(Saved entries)
****************

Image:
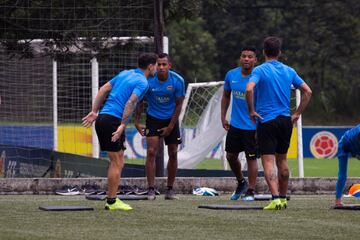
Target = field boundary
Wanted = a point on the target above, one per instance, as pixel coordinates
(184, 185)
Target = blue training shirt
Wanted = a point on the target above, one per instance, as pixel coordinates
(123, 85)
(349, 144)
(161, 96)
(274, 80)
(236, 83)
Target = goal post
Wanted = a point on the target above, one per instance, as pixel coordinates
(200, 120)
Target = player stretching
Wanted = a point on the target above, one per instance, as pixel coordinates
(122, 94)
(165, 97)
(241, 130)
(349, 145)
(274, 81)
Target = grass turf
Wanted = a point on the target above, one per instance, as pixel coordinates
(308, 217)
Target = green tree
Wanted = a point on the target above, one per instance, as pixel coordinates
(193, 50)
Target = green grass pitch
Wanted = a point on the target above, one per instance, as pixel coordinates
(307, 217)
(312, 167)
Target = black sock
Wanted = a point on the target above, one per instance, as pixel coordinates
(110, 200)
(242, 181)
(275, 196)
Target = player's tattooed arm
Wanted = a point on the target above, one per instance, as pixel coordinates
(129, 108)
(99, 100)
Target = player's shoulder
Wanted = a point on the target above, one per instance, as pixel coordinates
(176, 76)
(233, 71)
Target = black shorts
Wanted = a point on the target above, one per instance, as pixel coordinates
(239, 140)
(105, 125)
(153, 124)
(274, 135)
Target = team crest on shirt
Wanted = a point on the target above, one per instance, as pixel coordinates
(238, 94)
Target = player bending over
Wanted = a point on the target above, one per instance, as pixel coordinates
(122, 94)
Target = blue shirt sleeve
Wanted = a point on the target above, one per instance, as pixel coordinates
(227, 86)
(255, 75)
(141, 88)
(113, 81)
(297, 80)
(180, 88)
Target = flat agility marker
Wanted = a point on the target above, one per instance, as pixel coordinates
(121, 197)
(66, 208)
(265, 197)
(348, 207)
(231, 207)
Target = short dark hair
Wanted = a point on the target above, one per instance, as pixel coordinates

****************

Goal of the exercise
Return a word-for-word copy of the lines above from the one holding "Target = player's tattooed arm" through the one holding "Target = team crest on shirt", with both of them included and nothing besides.

Task result
Target = player's tattooed arm
Wanted = a point on the target above, one per instance, as pixel coordinates
(129, 108)
(99, 100)
Target = player's shoulder
Wanted = a point on the target above, one per instance, as pixel coordinates
(176, 76)
(233, 71)
Target = black shorts
Wanted = a point on the target above, one per instance, as pixel coordinates
(239, 140)
(105, 125)
(153, 124)
(274, 135)
Target = team crest on shirt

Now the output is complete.